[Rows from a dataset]

+-------+

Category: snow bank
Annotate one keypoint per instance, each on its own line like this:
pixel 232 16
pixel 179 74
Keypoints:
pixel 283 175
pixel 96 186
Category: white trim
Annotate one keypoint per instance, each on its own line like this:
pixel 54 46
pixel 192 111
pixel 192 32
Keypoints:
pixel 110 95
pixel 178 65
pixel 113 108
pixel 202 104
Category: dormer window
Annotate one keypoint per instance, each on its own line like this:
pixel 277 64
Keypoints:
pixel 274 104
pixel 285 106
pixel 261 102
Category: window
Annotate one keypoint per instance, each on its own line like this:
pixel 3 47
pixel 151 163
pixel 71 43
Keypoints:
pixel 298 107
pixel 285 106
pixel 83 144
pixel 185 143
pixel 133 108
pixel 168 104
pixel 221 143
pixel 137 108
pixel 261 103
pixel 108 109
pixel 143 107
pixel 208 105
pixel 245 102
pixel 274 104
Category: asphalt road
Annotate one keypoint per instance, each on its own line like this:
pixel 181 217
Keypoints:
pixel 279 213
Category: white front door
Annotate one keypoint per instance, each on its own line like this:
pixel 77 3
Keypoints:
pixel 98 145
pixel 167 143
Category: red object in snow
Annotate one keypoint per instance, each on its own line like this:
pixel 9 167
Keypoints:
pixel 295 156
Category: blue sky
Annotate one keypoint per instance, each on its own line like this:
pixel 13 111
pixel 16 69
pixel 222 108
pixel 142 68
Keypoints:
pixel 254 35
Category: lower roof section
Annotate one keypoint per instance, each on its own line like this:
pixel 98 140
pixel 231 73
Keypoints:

+-------+

* **GIVEN EXERCISE**: Write out, unchanged, every line from the one holding "Category: white front door" through the final line above, both ends included.

* **CORRECT RESULT**:
Category: white front door
Annotate one keypoint per instance, each on its own line like this:
pixel 77 3
Keypoints:
pixel 98 145
pixel 167 143
Category: red object in snow
Annotate one keypoint per instance, each on its own line like this:
pixel 9 167
Keypoints:
pixel 295 156
Category: blue sky
Annotate one keypoint per instance, each on its own line like this:
pixel 13 111
pixel 16 69
pixel 222 108
pixel 142 68
Keypoints:
pixel 254 35
Category: lower roof section
Annotate one keypoint per instance, each on its own line like this:
pixel 98 140
pixel 231 73
Keypoints:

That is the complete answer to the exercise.